-------- Dataset records

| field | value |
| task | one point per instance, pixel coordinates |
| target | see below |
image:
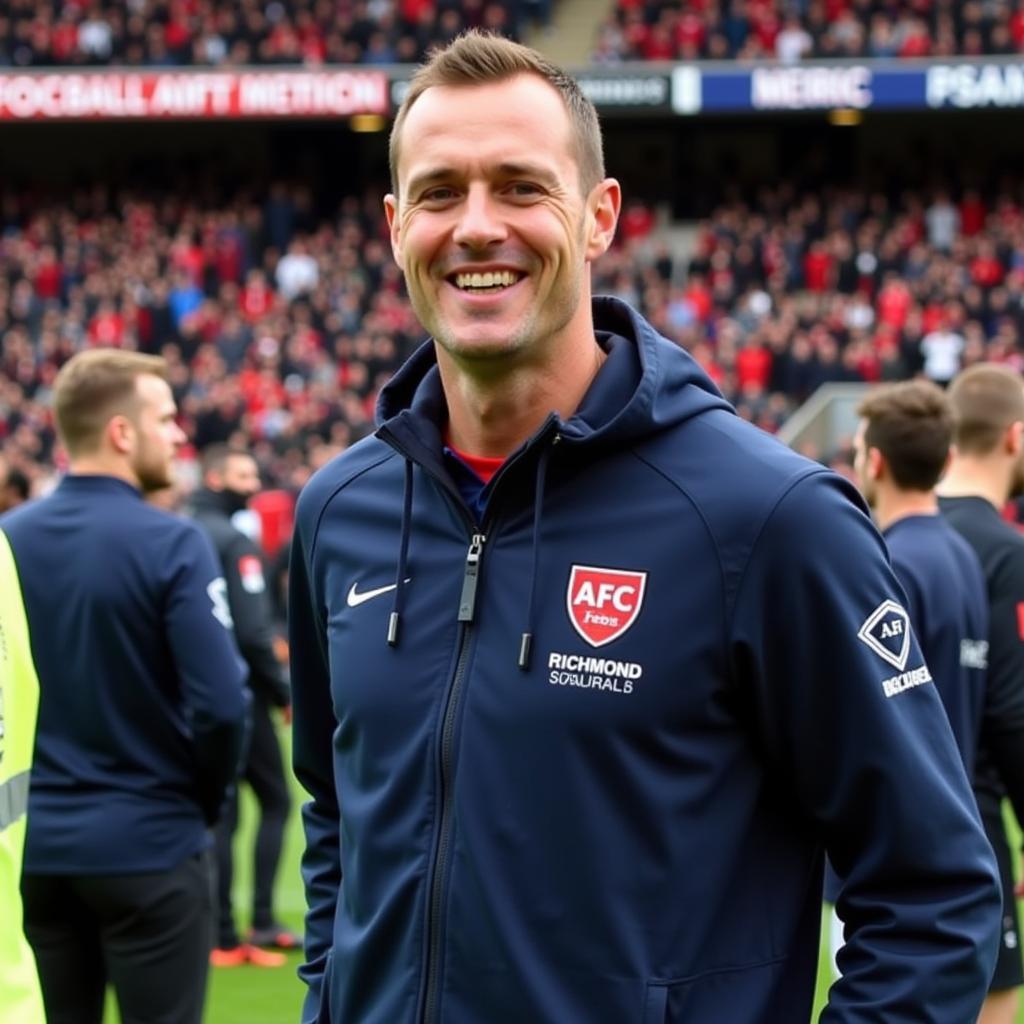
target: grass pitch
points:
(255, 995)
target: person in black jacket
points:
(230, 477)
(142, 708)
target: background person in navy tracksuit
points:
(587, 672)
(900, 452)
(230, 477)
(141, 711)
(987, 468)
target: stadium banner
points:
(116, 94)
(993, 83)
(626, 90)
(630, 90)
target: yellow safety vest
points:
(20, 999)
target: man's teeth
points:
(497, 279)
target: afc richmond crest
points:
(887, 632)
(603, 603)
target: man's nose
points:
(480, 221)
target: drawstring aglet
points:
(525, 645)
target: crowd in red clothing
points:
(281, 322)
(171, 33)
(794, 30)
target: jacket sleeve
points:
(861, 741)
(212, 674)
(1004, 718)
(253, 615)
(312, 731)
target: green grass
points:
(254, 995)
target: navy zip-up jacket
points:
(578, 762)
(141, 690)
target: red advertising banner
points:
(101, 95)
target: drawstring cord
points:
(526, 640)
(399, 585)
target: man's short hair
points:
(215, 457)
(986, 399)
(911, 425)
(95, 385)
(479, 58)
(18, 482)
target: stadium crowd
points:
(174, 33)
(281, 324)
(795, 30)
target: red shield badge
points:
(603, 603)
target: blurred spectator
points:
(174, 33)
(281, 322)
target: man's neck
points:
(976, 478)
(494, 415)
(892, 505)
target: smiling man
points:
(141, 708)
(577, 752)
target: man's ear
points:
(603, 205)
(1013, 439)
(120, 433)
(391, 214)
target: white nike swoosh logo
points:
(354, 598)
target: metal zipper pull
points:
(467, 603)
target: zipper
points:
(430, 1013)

----------------
-------- Dataset records

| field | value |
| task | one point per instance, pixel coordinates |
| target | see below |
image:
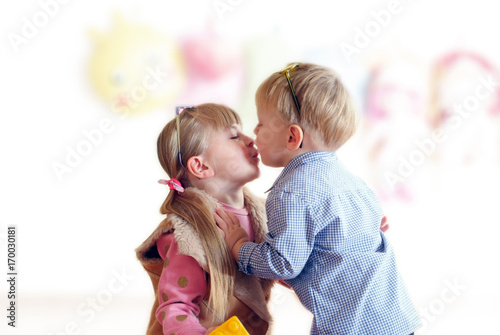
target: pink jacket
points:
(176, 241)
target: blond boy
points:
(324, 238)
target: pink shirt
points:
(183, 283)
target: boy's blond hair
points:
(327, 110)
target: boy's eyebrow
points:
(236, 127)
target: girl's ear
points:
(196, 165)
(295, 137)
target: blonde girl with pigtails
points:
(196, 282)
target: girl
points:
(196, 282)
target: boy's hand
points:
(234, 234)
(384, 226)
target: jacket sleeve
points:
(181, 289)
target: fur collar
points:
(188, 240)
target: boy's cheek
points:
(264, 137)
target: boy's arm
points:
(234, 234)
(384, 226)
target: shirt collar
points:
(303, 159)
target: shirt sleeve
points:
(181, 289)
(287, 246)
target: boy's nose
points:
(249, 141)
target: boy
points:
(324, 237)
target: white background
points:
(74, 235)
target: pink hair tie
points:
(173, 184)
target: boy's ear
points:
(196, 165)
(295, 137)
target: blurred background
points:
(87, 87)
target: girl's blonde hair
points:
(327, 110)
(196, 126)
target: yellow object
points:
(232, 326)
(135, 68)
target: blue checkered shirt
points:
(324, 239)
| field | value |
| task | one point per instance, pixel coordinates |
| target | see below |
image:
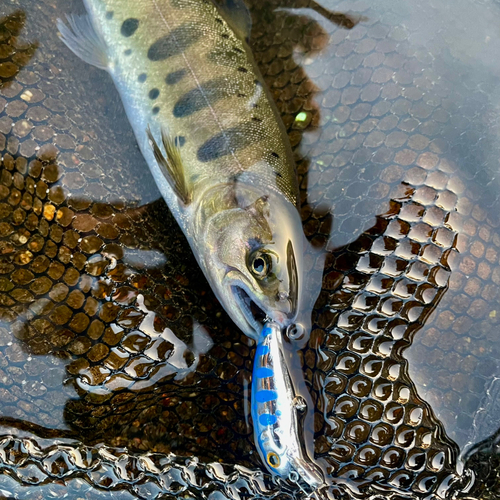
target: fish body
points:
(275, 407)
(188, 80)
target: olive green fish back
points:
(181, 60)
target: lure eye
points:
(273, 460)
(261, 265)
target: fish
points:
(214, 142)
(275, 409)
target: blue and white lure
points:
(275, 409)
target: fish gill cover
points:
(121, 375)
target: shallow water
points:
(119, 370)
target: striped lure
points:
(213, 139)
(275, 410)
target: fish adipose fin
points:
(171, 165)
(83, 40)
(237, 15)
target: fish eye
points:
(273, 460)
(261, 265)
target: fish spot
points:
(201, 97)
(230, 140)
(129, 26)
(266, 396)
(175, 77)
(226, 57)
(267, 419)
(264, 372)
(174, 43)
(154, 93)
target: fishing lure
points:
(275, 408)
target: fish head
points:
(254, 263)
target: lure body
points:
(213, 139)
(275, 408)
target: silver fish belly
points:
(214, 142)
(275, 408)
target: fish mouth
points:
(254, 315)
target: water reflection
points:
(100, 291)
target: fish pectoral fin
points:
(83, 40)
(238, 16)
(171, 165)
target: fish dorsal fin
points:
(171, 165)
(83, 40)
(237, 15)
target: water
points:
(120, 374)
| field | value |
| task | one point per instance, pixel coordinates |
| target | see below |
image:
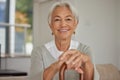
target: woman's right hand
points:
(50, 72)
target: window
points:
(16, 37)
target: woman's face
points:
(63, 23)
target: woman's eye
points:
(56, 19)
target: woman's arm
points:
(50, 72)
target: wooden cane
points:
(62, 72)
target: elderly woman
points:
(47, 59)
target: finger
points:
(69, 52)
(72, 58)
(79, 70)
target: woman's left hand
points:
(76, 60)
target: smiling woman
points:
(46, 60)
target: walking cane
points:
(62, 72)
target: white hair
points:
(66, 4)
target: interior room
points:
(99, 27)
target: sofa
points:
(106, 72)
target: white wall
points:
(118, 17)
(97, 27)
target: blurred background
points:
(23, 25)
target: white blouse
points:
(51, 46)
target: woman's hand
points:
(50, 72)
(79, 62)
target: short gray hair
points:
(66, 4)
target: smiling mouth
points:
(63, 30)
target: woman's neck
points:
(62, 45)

----------------

§ Short exercise
Identify every line in the records above that contains the word "jacket", and copy each one.

§ Exercise solution
target: person in black jacket
target: jacket sleeve
target: navy zip-up jacket
target: pink jacket
target: jacket sleeve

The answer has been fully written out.